--- START TEXT ---

Listen
NSW Crest

Land and Environment Court
New South Wales

Medium Neutral Citation:
Atkinson v Matherson [2011] NSWLEC 1121
Hearing dates:
11 March 2011
Decision date:
11 March 2011
Jurisdiction:
Class 2
Before:
Moore SC, Galwey AC
Decision:

(1)The respondent is to prune all nine Leighton Green trees located along the rear boundary of her property to a point 300 millimetres below the height of the upper side of the kitchen windowsill of the applicant's unit;

(2)The respondent is to prune the nine Leighton Green trees, in future, at such intervals as may be necessary, so that the height of those trees does not exceed the height of the upper side of the kitchen window sill on the applicant's property;

(3)Pruning in order 1, that is the initial pruning, is to be carried out within sixty days of the date of these orders;

(4)Should the respondent seek access to the common property of 88 Wood Street for the purposes of carrying out the pruning in either order 1 or order 2, the applicant is to use her best endeavours to obtain the consent of the body corporate for access for those purposes; and

(5)The pruning is to be carried out at the cost to the respondent.

Catchwords:
Hedge; Severe obstruction of view; severe obstruction of sunlight to a window
Legislation Cited:
Trees (Disputes Between Neighbours) Act 2006
Cases Cited:
P. Baer Investments Pty Limited v University of New South Wales [2007] NSWLEC 128
Category:
Principal judgment
Parties:
A Atkinson (Applicant)

C Matherson (Respondent)
Representation:
A Atkinson (Applicant in person)

C Matherson (Respondent in person)
File Number(s):
20962 of 2010

Judgment

1Leighton Green cypress trees are regularly planted in urban areas to provide hedges that afford privacy and shading to those who plant them. They are quick-growing, are comparatively robust and when pruned are comparatively indestructible. They are regarded by many as a pest but are nonetheless used widely for hedging purposes.

2In these proceedings, Ms Atkinson makes an application to the Court pursuant to Pt 2A of the Trees (Disputes between Neighbours) Act 2006 (the Act) concerning nine Leighton Green trees located on the property immediately adjacent to and slightly down slope of the block of units within which she resides.

3There are a number of matters that we need to address in establishing that we have jurisdiction with respect to the trees. First, we observe, for completeness, that, although the trees are separated from the outer boundary wall of Ms Atkinson's unit and are thus separated by a strip of common property of the block of units within which she resides, consistent with the decision of the Court in P. Baer Investments Pty Limited v University of New South Wales [2007] NSWLEC 128 , the very first case decided under this legislation, we are satisfied that, for the purposes of the jurisdictional test of the trees being located on land adjoining the applicant's land, the gap caused by the common property does not require us to set aside the application.

4Having concluded that point, we then proceed to turn to the range of jurisdictional tests that require to be addressed pursuant to s 14A of the Act. That requires that there be two or more trees that are planted so as to form a hedge and rise to a height of at least 2.5 metres above existing ground level. We are satisfied, from the photographic evidence and from our site inspection this morning, that each of the separate elements contained in that description are met and, as a consequence, we have jurisdiction (in that the nine Leighton Green trees constitute a hedge).

--- END TEXT ---
--- START EXTRACTED INFORMATION ---

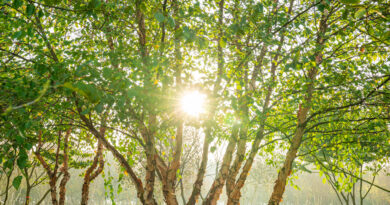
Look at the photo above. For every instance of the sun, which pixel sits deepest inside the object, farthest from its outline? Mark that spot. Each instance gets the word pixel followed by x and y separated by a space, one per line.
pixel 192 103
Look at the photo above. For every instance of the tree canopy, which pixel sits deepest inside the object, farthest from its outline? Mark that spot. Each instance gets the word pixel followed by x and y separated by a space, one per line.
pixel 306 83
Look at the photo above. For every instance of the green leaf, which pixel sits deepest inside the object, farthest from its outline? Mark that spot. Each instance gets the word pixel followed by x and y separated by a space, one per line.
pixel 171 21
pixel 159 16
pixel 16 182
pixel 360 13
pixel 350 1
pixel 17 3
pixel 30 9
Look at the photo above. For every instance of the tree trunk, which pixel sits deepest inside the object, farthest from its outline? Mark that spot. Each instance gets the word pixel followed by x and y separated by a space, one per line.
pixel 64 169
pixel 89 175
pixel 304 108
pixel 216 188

--- END EXTRACTED INFORMATION ---
--- START EXTRACTED INFORMATION ---

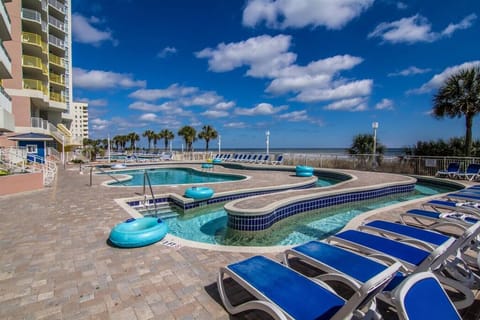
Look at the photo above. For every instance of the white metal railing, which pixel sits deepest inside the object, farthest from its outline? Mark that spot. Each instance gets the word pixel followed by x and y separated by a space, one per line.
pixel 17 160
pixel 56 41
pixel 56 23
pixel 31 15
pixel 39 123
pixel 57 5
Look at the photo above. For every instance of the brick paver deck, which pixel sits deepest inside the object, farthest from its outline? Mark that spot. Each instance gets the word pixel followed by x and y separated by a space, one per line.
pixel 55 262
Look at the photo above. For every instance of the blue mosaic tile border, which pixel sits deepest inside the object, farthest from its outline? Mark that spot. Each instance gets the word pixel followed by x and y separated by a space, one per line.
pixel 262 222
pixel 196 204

--- END EXTRACTED INFORMATION ---
--- START EXTRACTED INFORMATION ---

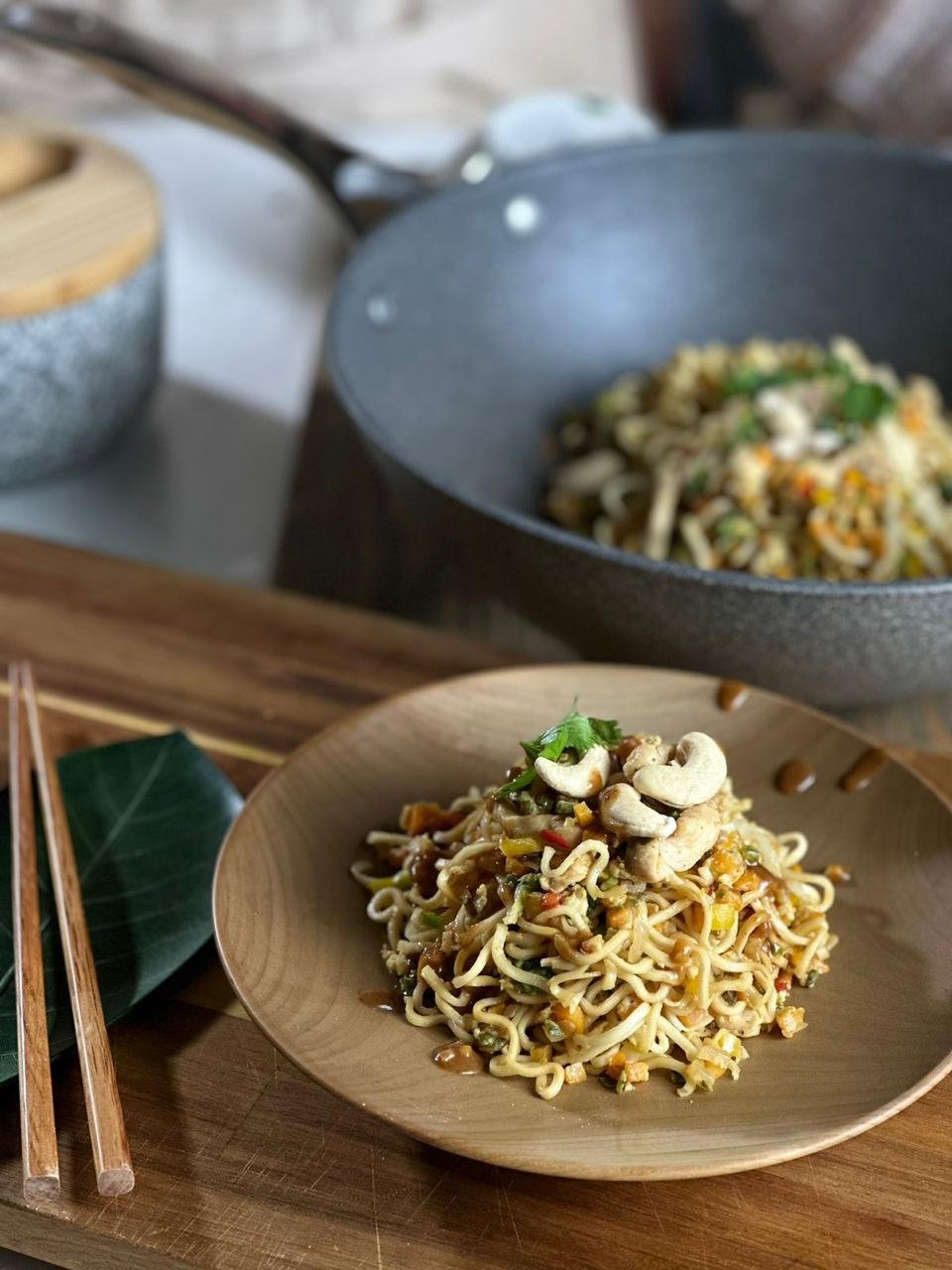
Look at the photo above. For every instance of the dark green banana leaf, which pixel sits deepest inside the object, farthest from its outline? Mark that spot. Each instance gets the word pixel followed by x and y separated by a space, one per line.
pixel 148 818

--- END EXTRACTED INFORMATION ---

» WHAT YOU NEED TO DO
1) In the court judgment, to what height must the nine Leighton Green trees first be pruned?
2) Please recast the paragraph of the court judgment beginning "Having concluded that point" as a short list, keeping its main facts.
3) Pick up the court judgment on the Leighton Green hedge after its final sentence and carry it forward.

» RESPONSES BY TASK
1) To 300 millimetres below the height of the upper side of the kitchen windowsill of the applicant's unit.

2)
- The Court then addresses the jurisdictional tests required under s 14A of the Act.
- These require two or more trees planted so as to form a hedge and rising to at least 2.5 metres above existing ground level.
- From the photographic evidence and the site inspection that morning, the Court is satisfied that each element is met.
- As the nine Leighton Green trees constitute a hedge, the Court has jurisdiction.

3)
5We then are required by the Act to turn our attention to a number of matters contained in s 14D of the Act. That involves us, given that the application is made with respect to both obstruction of sunlight to two windows and obstruction of a view from two windows on the applicant's property, to make four separate determinations. They are, in the first instance, whether there is an obstruction of a view for each of the windows; second, whether there is an obstruction of sunlight for each of the windows; and finally, in each case, whether that obstruction is severe.

6We turn first to consider the kitchen window. We have in evidence a photograph from the kitchen window of the flat immediately above the applicant's flat that shows, although distorted to some extent by the flyscreen through which the photograph has been taken, a view to the south-west. The tips of the Leighton Green trees are observable in that photograph. Making allowance for the fact that the window from the kitchen below, that is, the applicant's kitchen, will be some 3.5 m or so lower, we conclude that, if the trees were not present, that which would be able to be viewed from her window would be part of the built form of a number of properties located immediately to the south-west (including the respondents property) together with a significant vegetative element in the Little Manly Point Reserve.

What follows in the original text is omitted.